- [Excerpted passage]:

· · ·

[DV_listserv] Webinar. Monday, April 21 @ 2 p.m. EDT - DV Fatality Reviews: Process and Outcomes
Domestic Violence issues
dv_listserv at listsmart.osl.state.or.us
Tue Apr 1 08:34:58 PDT 2014
Domestic Violence Fatality Reviews: Process and Outcomes
To Register, go to:
http://conferences.bwjp.org/webconferencedetail.aspx?confid=376
Date: Monday, April 21, 2014
Time: 2:00 – 3:30 p.m. ET; 1:00 -2:30 p.m. CT,
12:00 – 1:30 p.m. MT, and 11:00 a.m. – 12:30 p.m. PT
Faculty:
Heather Storer, MSW is a doctoral candidate at the University of Washington School of Social Work. Heather has worked nationally in the fields of dating abuse prevention and positive youth development. Her research interests include partnering with underserved youth in the primary prevention of dating abuse and other high-risk behaviors. Heather is currently investigating how macro-level factors such as school climate and larger social norms about intimate partner violence and youth agency influence youth’s perceptions of dating abuse and their proactive bystander behaviors. Heather was previously a National Institute of Mental Health Prevention Research fellow and is currently a National Institute of Health Clinical Translational Research Trainee.

· · ·

- [Entries supplied]:
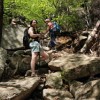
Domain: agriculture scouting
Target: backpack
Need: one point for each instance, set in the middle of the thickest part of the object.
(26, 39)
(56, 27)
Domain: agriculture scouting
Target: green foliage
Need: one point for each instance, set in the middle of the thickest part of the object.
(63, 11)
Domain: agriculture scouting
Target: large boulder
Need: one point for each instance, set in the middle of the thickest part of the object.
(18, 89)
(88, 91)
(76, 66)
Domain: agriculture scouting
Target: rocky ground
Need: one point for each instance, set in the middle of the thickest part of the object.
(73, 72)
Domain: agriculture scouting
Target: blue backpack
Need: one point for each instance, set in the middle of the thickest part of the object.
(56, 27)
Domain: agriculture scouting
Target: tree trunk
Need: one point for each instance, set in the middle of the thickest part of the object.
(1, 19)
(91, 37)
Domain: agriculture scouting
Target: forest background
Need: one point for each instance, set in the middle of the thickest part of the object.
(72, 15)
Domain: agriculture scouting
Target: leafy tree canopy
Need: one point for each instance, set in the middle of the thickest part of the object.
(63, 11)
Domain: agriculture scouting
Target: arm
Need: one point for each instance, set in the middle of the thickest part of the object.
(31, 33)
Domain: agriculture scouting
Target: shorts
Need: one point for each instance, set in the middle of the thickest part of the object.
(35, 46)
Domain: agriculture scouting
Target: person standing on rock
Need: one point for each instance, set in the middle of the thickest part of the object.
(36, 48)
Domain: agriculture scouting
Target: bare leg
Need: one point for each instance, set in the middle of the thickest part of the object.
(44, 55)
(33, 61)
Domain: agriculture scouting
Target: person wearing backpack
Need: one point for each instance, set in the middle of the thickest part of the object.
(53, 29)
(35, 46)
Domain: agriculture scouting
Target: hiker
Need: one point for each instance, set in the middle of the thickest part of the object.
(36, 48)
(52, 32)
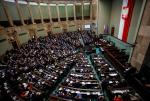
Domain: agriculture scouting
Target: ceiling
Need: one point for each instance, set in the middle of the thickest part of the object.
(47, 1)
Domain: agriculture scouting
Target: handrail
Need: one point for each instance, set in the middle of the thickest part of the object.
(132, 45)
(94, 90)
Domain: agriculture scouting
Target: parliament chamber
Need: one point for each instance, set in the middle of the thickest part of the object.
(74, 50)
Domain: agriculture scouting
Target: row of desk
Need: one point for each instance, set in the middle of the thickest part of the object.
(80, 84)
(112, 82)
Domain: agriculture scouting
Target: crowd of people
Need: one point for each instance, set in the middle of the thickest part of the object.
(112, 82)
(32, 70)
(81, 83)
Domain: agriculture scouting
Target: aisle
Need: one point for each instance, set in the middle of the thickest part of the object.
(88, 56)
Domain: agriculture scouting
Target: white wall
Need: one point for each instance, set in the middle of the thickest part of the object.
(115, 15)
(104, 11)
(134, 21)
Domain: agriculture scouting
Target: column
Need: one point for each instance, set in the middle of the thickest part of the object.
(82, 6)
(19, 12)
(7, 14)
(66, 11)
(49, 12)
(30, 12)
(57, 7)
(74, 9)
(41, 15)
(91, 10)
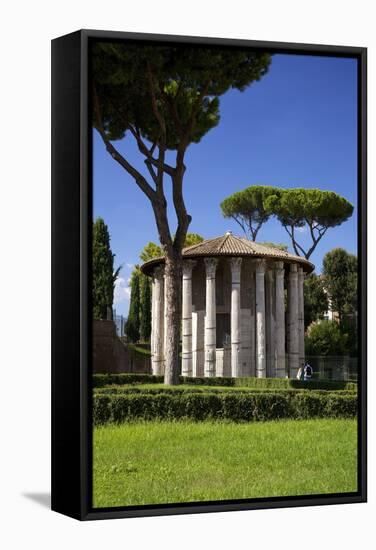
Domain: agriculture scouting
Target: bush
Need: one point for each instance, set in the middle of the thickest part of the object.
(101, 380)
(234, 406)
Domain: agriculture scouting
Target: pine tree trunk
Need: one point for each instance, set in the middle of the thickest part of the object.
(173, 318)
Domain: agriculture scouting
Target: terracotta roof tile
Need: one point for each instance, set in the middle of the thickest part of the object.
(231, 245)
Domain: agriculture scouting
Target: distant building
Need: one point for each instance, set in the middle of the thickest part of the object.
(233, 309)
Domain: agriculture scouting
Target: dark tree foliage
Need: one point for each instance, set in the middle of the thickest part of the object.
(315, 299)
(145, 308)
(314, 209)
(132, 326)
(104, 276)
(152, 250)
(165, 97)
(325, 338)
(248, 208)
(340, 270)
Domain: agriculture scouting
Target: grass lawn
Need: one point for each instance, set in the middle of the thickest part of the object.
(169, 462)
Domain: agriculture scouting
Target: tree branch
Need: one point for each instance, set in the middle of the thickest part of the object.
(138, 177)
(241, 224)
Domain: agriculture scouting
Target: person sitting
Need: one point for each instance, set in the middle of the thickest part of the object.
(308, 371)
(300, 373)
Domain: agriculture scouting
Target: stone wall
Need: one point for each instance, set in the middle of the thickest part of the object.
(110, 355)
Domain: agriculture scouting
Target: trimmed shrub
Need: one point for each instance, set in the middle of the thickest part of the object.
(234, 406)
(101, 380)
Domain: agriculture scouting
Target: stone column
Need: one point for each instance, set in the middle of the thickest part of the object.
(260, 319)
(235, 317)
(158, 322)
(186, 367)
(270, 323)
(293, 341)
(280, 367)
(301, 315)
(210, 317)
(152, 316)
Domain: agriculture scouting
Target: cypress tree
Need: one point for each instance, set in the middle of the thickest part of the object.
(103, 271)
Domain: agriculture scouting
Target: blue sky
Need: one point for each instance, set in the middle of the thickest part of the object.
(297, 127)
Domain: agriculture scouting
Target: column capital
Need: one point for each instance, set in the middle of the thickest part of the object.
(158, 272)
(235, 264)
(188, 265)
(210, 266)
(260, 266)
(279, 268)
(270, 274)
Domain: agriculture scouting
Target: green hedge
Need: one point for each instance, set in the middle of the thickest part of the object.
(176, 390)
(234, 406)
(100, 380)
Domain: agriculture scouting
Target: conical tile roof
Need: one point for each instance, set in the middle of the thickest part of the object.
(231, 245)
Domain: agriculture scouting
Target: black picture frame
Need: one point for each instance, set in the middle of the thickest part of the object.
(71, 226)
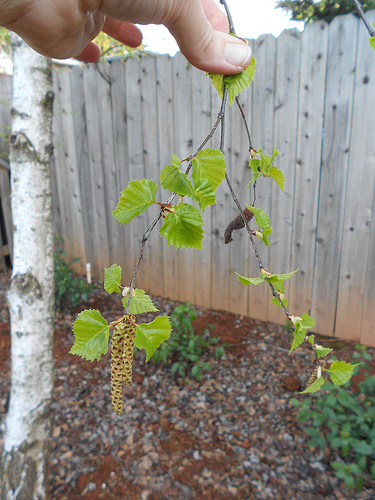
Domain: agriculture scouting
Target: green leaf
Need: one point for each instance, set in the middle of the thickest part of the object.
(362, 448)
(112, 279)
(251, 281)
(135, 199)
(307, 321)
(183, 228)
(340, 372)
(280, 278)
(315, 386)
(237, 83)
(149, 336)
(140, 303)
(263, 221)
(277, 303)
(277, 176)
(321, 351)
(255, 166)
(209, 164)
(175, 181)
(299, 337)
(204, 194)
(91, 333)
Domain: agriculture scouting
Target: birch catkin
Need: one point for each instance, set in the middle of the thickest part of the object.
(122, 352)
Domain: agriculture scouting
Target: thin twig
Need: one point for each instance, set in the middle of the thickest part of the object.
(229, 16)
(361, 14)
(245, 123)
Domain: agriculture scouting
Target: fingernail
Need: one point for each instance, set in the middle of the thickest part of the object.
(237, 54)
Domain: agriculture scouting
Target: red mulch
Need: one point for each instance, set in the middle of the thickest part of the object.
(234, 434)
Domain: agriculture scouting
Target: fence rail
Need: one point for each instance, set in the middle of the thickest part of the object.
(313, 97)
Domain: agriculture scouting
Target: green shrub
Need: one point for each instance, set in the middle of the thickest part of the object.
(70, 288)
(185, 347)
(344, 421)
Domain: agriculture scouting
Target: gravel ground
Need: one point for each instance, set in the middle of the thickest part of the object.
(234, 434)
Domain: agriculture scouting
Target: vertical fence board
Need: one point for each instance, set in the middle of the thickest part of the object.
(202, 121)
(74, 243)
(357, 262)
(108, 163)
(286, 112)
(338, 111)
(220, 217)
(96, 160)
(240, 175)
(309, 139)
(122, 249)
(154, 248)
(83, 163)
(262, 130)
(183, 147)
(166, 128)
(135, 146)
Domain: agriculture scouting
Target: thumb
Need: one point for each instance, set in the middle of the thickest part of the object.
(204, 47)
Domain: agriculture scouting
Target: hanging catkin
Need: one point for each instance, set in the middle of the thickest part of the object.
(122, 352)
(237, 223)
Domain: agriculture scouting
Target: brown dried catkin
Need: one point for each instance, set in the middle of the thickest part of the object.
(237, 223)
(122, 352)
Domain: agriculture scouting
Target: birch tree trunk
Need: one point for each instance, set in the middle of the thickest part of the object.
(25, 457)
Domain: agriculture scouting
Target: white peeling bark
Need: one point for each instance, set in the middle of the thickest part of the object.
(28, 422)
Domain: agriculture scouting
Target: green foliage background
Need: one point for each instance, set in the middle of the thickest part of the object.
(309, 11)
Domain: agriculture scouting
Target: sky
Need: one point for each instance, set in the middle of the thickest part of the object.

· · ·

- [What you need to do]:
Carry on the webinar announcement about domestic violence fatality reviews, beginning right after its last sentence.

- [Result of the exercise]:
Kelly Starr, MSW is the Director of Communications at the Washington State Coalition Against Domestic Violence. She led the Washington State Domestic Violence Fatality Review for six years, authoring the reports Every Life Lost Is a Call for Change and If I Had One More Day describing findings and recommendations from the fatality reviews. Kelly has worked in the violence against women movement for the past 20 years as a community-based, shelter, and legal advocate at domestic violence programs in both Indiana and Washington State, and was a member of the adjunct faculty of Antioch University in Seattle.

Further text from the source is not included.